What to work on: Select each line in the rows below that contains the word "square", and copy those lines.

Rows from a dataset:
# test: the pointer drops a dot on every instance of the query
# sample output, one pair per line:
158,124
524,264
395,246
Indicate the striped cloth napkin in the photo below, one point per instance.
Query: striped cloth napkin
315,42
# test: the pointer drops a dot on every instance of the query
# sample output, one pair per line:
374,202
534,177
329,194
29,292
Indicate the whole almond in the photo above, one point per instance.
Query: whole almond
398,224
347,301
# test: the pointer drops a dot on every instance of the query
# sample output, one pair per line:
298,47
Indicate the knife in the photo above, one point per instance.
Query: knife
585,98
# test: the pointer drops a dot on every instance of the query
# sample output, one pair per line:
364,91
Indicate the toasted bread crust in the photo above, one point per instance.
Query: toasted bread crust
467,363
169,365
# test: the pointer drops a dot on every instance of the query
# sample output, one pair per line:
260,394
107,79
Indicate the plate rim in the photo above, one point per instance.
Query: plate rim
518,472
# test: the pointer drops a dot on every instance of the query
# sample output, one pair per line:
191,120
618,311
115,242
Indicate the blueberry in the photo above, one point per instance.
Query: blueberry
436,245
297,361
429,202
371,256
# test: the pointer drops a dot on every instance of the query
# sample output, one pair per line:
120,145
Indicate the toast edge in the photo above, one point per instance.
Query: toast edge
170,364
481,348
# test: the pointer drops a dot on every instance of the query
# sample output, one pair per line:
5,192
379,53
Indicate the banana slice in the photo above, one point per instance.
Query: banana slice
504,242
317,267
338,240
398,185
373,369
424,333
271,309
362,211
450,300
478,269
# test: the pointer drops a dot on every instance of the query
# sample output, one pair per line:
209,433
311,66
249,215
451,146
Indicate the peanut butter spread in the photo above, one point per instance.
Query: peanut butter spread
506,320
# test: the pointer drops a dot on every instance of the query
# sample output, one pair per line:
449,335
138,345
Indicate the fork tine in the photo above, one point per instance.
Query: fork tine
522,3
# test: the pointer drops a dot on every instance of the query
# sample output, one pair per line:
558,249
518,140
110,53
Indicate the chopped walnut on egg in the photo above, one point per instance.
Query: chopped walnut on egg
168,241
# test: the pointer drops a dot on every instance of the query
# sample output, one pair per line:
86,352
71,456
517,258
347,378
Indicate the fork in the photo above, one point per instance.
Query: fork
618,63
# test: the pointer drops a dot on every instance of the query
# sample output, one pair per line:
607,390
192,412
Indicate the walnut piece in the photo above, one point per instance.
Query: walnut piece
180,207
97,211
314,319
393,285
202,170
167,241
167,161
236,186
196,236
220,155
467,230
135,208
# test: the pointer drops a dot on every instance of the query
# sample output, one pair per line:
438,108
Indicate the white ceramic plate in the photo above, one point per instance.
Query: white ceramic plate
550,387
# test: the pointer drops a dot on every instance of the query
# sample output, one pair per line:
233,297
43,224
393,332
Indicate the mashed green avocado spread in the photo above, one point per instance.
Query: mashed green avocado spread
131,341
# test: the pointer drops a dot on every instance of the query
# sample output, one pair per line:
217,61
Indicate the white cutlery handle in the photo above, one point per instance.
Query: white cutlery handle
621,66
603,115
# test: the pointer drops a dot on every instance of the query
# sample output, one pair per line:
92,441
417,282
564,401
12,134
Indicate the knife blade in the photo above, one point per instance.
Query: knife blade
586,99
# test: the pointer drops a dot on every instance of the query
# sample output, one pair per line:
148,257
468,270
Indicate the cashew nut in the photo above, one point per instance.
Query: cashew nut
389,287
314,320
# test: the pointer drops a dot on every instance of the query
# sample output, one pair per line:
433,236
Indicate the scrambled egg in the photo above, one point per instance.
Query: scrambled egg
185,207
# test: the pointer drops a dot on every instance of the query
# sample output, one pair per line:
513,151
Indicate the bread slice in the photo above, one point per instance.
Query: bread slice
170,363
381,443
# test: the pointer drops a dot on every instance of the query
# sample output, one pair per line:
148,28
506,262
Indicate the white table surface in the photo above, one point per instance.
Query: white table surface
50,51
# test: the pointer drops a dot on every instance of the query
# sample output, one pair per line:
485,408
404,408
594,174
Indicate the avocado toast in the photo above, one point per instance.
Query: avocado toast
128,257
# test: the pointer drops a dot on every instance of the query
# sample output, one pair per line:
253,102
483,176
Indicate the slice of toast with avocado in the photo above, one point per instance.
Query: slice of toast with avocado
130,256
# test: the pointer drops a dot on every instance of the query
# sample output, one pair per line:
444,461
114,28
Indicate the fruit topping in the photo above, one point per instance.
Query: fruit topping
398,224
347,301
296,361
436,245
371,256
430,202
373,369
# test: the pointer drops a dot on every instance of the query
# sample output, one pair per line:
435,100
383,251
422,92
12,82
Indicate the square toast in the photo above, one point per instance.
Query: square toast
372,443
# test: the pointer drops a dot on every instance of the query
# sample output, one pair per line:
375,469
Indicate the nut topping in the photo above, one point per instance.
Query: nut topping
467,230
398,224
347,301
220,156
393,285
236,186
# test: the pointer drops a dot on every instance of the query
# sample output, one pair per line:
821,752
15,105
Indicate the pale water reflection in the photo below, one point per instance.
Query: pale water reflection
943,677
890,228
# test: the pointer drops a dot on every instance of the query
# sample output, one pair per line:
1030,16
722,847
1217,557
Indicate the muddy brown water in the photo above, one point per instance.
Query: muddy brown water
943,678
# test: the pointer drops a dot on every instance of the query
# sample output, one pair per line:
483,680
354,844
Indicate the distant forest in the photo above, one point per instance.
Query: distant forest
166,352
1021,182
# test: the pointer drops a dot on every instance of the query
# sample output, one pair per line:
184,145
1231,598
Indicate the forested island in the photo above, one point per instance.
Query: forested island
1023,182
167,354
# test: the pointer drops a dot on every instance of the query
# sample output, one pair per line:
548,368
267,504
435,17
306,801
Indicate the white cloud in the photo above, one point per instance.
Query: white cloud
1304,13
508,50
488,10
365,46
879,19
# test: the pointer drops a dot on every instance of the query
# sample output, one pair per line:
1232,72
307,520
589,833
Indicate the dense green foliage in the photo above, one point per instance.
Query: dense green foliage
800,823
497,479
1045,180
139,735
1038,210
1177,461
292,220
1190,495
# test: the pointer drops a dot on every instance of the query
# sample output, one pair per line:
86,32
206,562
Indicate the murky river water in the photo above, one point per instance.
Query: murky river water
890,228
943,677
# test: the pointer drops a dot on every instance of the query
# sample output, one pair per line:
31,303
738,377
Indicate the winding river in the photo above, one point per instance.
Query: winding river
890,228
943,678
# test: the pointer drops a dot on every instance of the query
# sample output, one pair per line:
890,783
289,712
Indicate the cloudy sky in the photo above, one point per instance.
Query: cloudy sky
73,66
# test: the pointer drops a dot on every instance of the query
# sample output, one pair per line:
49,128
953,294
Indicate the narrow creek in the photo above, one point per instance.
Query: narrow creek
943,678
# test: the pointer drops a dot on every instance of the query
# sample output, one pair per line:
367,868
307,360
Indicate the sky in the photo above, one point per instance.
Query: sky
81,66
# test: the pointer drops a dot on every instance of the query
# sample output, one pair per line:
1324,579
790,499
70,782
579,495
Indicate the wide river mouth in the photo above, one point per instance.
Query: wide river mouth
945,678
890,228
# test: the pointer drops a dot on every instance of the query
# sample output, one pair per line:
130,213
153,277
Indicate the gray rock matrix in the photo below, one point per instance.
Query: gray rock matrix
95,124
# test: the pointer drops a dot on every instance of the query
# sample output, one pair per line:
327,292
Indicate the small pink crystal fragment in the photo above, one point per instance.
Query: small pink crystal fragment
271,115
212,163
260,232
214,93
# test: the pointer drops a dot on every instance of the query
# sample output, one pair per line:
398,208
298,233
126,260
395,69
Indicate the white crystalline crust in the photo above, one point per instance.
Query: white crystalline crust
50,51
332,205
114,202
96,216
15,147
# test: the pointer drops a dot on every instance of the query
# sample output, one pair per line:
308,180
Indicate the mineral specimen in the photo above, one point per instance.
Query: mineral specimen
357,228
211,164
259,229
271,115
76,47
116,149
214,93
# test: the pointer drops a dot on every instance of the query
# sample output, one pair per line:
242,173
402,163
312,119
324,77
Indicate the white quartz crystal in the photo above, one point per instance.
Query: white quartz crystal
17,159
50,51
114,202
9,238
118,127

Response to the task:
Indicate the square toast in the photo above, one point per instance.
Query: square toast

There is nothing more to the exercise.